[start of The records]

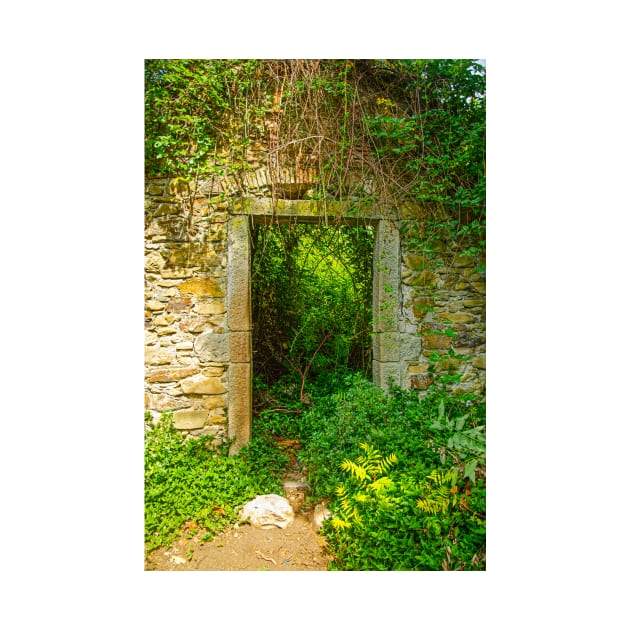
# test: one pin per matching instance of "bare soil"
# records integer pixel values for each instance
(246, 548)
(298, 547)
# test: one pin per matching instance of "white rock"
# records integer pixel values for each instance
(267, 511)
(320, 514)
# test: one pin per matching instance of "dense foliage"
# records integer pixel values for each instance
(418, 506)
(387, 131)
(326, 324)
(404, 477)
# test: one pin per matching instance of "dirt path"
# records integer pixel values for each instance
(298, 547)
(247, 548)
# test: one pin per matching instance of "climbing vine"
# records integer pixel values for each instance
(406, 133)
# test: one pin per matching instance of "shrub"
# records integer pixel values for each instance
(188, 481)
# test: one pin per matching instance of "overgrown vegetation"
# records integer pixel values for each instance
(385, 131)
(404, 477)
(327, 322)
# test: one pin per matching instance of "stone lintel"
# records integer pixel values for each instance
(382, 373)
(238, 281)
(386, 347)
(240, 347)
(308, 211)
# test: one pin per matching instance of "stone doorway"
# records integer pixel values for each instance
(386, 364)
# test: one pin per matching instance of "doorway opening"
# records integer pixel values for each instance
(276, 343)
(311, 296)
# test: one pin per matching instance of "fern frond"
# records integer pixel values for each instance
(356, 470)
(386, 463)
(338, 523)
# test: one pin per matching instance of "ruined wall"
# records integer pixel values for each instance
(186, 353)
(443, 323)
(429, 310)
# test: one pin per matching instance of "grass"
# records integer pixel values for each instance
(441, 435)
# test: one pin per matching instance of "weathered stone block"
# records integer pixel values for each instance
(213, 402)
(202, 287)
(240, 347)
(179, 303)
(155, 305)
(422, 306)
(175, 274)
(158, 356)
(463, 261)
(189, 419)
(210, 308)
(212, 347)
(384, 373)
(192, 255)
(167, 376)
(164, 402)
(417, 262)
(164, 320)
(474, 302)
(240, 407)
(386, 347)
(436, 342)
(456, 318)
(410, 347)
(423, 279)
(165, 209)
(153, 262)
(155, 189)
(421, 381)
(200, 384)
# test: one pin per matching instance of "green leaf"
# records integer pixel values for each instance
(469, 470)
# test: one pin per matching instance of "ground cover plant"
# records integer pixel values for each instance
(191, 484)
(404, 476)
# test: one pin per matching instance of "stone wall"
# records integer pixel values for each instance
(443, 321)
(429, 311)
(186, 346)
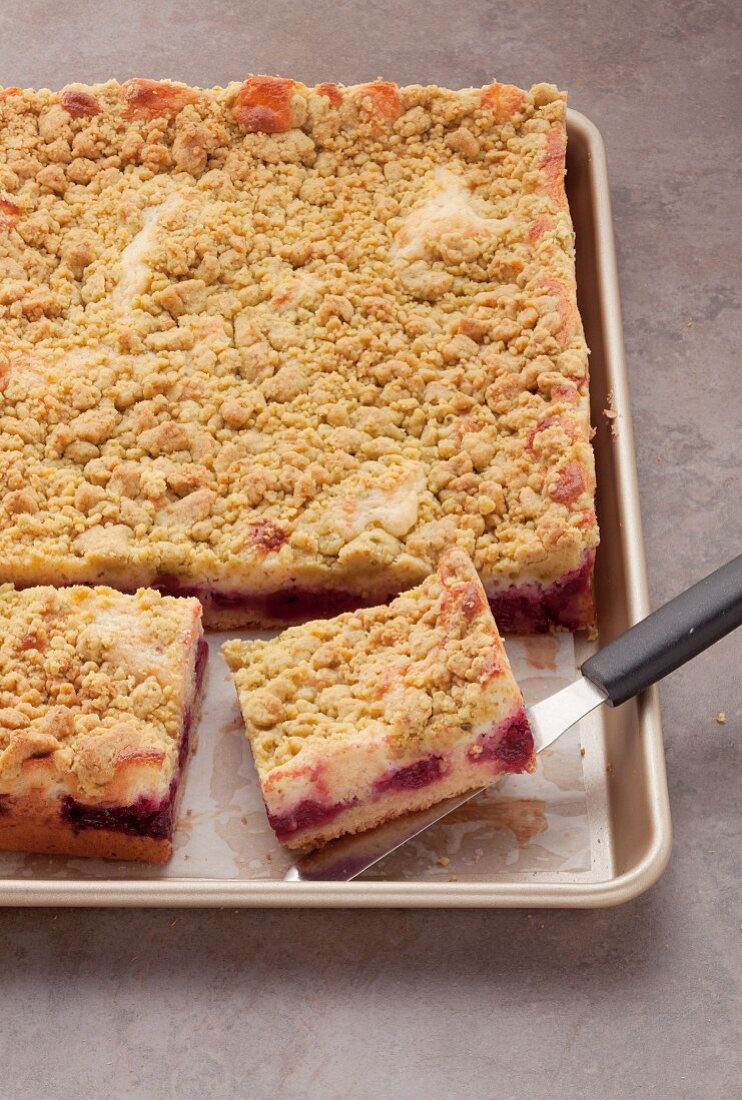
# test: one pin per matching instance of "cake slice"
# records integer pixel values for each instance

[end of The records]

[Task objective]:
Restate the whole listing above exactly, please, omitting every image.

[Output of the task]:
# test: one pin per matching instance of "bare soil"
# records integer pixel values for each instance
(246, 548)
(298, 547)
# test: one pin per matching instance of "white rock"
# records integer pixel values for each instance
(267, 511)
(320, 514)
# test: one pin per matching instance of "dense foliage"
# records integer pixel values for each instance
(418, 506)
(387, 131)
(326, 324)
(404, 477)
# test: one pin per matching instance of "dirt path"
# records integer pixel values for each instance
(298, 547)
(247, 548)
# test: one pin per matching instance of "climbing vine"
# records integer pixel values for each instance
(406, 133)
# test: one pin per matching instance of "shrub"
# records integer pixel values for each instance
(188, 481)
# test: one pin per matching instance of "overgrown vegetation"
# records integer pixel values for each instance
(385, 131)
(404, 477)
(327, 322)
# test: one pin per matching instance of "stone lintel"
# records integer pixel values for each instance
(382, 373)
(238, 281)
(386, 347)
(240, 347)
(308, 211)
# test: one pin per matching instance of "stone doorway"
# records integer pixel values for each instance
(386, 364)
# test: one pin per matching instance of "doorway opening"
# records integer pixel values for each instance
(276, 343)
(311, 296)
# test: one pin per matching instance of "fern frond"
# records integer pixel values for each instance
(356, 470)
(386, 463)
(338, 523)
# test: one pin per matching instance of "ruined wall"
# records integer pixel values for each instance
(186, 353)
(443, 323)
(429, 310)
# test: one pin per matching instance of "grass"
# records integer pixel values for each instance
(441, 435)
# test: one pin per matching instance of "weathered stone block"
# records integer pixel values for each instance
(213, 402)
(202, 287)
(240, 347)
(179, 303)
(155, 305)
(422, 306)
(175, 274)
(158, 356)
(463, 261)
(189, 419)
(210, 308)
(212, 347)
(384, 373)
(192, 255)
(167, 376)
(164, 402)
(417, 262)
(164, 320)
(474, 302)
(240, 407)
(386, 347)
(436, 342)
(456, 318)
(410, 347)
(423, 279)
(165, 209)
(153, 262)
(155, 189)
(421, 381)
(200, 384)
# test: one pin per matching instance of "green leaf"
# records integer pixel values for each instance
(469, 470)
# test: one pin per matching instance of "ground cover plant"
# records integer pixel values for each instance
(191, 484)
(404, 476)
# test: one pin per matching instance of "stone wall"
# records integer pixel values for each instance
(443, 321)
(429, 311)
(186, 346)
# test: one pin per matching instance of "cake slice"
# records integer pixel values for each instance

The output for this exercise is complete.